◆ Problem to solve
Continue the article about the womb-scratching procedure for miscarriage, starting right after its last sentence.

---- Text

15 minute procedure could end misery of miscarriage

One pregnancy in seven ends in miscarriage during the first three months. Photo / 123RF
One pregnancy in seven ends in miscarriage during the first three months. Photo / 123RF

The agony of repeated miscarriages may be prevented by a 15-minute procedure already being routinely offered in IVF clinics.

In the technique, a tool called a pipelle is inserted through the cervix and used to scratch the surface of the womb - the endometrium.

Doctors believe the body's reaction to the tiny injury triggers a cascade of events including stem-cell release in order to regenerate and heal. They think this not only increases the chances of an IVF patient becoming pregnant but also of a woman at risk of miscarriage carrying full term.

"Miscarriage causes considerable anxiety, stress and depression," says Professor Siobhan Quenby, director of the Biomedical Research Unit in Reproductive Health and Professor of Obstetrics at the University of Warwick.

"This is the first time this approach has been used in women with recurrent miscarriage, and if it is successful, it would be a major advance."

One pregnancy in seven ends in miscarriage during the first three months, but researchers say that if very early or unrecognised losses are taken into account, the real miscarriage rate may be as high as 60 per cent.

About five per cent of women have two or more losses, while recurrent miscarriage - defined in the UK as three or more consecutive miscarriages - affects around one in 100 couples trying for a baby.

In most cases of recurrent miscarriage, no cause is found, despite couples being tested for anatomical, hormonal, clotting, genetic and other risk factors.

But research at the Biomedical Research Unit at Warwick suggests that a major cause, especially of recurrent pregnancy loss, is defects in the way a womb prepares for pregnancy - a process called decidualisation.

It involves multiple changes in the lining of the womb, including changes in supporting cells, and blood vessel and glandular development.

Decidualisation makes the womb lining receptive to implantation to allow an early embryo to attach to and so support early pregnancy.

The research also showed that during decidualisation, the cells that line the womb gain the ability to detect good- and poor-quality embryos, so acting as 'quality control' for pregnancy. It is believed these so-called stromal cells do not function properly in women who suffer recurrent miscarriage.

Treatment for the condition proved elusive, until Israeli researchers discovered that injuring the womb lining resulted in improved fertility in women undergoing IVF.

--------
---- Data

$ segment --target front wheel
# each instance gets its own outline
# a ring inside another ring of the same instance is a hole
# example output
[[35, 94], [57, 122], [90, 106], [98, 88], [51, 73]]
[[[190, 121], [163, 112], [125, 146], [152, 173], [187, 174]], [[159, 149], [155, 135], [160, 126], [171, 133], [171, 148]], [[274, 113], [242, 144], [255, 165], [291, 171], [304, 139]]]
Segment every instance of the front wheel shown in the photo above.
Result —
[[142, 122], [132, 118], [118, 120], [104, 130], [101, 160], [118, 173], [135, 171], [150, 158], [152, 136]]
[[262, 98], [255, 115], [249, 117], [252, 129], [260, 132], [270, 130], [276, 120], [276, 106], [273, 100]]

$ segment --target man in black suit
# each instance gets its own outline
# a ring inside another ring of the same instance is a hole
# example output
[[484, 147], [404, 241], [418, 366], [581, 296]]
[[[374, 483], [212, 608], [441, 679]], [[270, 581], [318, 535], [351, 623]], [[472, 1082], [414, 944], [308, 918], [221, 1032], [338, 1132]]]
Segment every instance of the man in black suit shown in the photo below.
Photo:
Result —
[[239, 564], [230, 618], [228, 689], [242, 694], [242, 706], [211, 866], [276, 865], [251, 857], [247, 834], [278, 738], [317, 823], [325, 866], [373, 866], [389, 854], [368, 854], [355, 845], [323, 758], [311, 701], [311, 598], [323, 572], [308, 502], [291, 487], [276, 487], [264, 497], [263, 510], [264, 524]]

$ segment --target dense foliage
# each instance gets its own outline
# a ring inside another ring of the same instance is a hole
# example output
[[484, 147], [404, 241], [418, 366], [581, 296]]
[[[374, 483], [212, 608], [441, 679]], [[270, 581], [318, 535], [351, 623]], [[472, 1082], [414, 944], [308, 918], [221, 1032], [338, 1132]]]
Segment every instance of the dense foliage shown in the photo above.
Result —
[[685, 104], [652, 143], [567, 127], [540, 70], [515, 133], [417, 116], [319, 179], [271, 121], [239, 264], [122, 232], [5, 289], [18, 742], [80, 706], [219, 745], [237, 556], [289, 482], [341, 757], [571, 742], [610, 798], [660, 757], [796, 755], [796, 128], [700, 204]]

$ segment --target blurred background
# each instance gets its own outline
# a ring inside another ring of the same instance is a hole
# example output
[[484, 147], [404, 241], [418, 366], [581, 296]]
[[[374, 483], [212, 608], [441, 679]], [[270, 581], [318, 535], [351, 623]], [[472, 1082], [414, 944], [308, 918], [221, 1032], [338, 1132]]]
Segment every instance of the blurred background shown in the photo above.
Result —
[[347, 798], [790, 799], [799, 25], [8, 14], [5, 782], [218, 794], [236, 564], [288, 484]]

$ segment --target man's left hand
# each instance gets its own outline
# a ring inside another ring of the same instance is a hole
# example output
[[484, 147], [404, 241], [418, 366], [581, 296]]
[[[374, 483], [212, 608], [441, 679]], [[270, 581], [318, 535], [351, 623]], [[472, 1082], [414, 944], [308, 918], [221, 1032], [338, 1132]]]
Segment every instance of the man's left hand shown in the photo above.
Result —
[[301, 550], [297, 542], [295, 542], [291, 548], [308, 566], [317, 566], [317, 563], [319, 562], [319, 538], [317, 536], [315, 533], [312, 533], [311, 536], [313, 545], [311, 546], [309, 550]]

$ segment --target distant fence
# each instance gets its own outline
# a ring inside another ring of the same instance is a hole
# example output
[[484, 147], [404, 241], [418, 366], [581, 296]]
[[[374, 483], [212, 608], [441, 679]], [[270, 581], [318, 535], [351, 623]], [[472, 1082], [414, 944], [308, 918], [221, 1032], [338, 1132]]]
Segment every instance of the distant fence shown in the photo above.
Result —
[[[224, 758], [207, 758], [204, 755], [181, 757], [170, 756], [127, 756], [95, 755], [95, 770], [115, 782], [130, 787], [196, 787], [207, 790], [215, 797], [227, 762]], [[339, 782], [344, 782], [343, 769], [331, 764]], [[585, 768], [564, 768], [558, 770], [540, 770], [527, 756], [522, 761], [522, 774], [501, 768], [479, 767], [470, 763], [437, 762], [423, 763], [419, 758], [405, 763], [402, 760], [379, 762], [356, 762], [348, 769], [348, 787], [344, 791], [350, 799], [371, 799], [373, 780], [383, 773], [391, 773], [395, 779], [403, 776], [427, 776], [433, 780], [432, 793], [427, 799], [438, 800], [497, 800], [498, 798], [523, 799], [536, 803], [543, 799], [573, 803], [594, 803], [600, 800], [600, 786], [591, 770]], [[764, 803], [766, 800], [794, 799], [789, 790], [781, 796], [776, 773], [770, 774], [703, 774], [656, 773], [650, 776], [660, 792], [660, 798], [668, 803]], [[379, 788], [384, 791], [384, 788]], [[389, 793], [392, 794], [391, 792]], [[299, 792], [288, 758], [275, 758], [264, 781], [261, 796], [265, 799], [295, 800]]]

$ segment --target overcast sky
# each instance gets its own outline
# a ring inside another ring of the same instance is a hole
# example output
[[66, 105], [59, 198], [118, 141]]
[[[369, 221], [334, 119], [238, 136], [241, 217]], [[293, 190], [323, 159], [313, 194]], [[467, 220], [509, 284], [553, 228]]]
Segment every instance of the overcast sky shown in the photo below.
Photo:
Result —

--------

◆ Response area
They found that women who had undergone a uterine biopsy, in which a pipelle is used to scrape away some of the womb lining in order for it to be tested, had almost twice the rate of pregnancies and births as a control group.

Now a trial is under way at Warwick University with 100 women with a history of two or more miscarriages. Half will have the surface of their womb scratched and the remainder will have a placebo procedure.

The pipelle is inserted into the womb and then rotated through 360 degrees to achieve a scratching effect.

'The procedure involves an internal examination similar to a standard cervical smear test,' said Prof Quenby. 'The tube is gently moved inside the womb for ten seconds so that all surfaces are scratched.

"The tube is withdrawn and contains some womb lining tissue which can be used for research."

One theory is that the injury, like any wound, triggers an inflammatory response, resulting in production of growth factors and other chemicals which in turn promote decidualisation.

Another part of the repair of any injury is to attract and activate stem cells which have the ability to both rapidly grow and change into other cells.

Stem cells in the lining of the womb are important in decidualisation and lacking in women with repeated miscarriages.

Samantha Gallacher, 33, has had two miscarriages and is taking part in the trial.

She says: 'The first miscarriage occurred at four weeks, and the second at ten.

"After the second, I was admitted to hospital and luckily there was a member of the research team there who told me about the trial. I had the treatment or a placebo - I do not know which - and we are now waiting to see what happens."